Replication is what makes Kafka fault-tolerant. Every partition has one leader and zero or more followers (replicas on other brokers).

How replication works

Topic "orders", Partition 0 — Replication Factor 3

Broker 1 (Leader P0):
  ┌──────────────────────────────────────────┐
  │ offset: 0    1    2    3    4    ← HEAD  │ ← Producer writes here
  └──────────────────────────────────────────┘
           ↓ fetch (followers pull from leader)
Broker 2 (Follower P0):
  ┌──────────────────────────────────────────┐
  │ offset: 0    1    2    3    4            │ ← in sync (ISR)
  └──────────────────────────────────────────┘
           ↓
Broker 3 (Follower P0):
  ┌──────────────────────────────────────────┐
  │ offset: 0    1    2                      │ ← lagging — may leave ISR
  └──────────────────────────────────────────┘

Followers continuously fetch from the leader (just like a consumer). The leader tracks how far each follower has replicated.

SOURCE DATA:

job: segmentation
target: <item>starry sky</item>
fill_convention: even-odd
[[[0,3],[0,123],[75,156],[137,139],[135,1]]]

WHAT IS ASKED:
[A] In the Kafka replication excerpt, what does every partition have?
[B] Pick up the Kafka replication excerpt after its final sentence and keep writing in the same technical voice.

RESULTS FOR EACH TASK:
[A] One leader and zero or more followers, which are replicas on other brokers.

[B]
In-Sync Replicas (ISR)

The ISR (In-Sync Replica set) is the list of replicas that are caught up with the leader within replica.lag.time.max.ms (default 30 seconds). Only ISR members are eligible to become the new leader in a failover.

ISR tracking:
  Leader knows Broker 2 last fetched offset 4 → in ISR  ✅
  Leader knows Broker 3 last fetched offset 2 → 30s ago → removed from ISR  ❌

ISR = [Broker 1 (leader), Broker 2]

Producer acknowledgement levels — the durability contract

The acks setting on the producer controls when Kafka considers a write successful:

acks=all (safest)
acks=1 (default)
acks=0 (fire and forget)

Producer sends message → Leader writes to disk
                       → Waits for ALL ISR members to acknowledge
                       → Only then responds "success" to producer

Broker 1 (Leader): ✅ written
Broker 2 (Follower): ✅ fetched and written
→ Leader responds: "acknowledged"

If leader crashes immediately after:
  Broker 2 has the message → elected as new leader → no data loss  ✅

Risk: none for data loss (given sufficient ISR)
Cost: highest latency (waits for slowest replica)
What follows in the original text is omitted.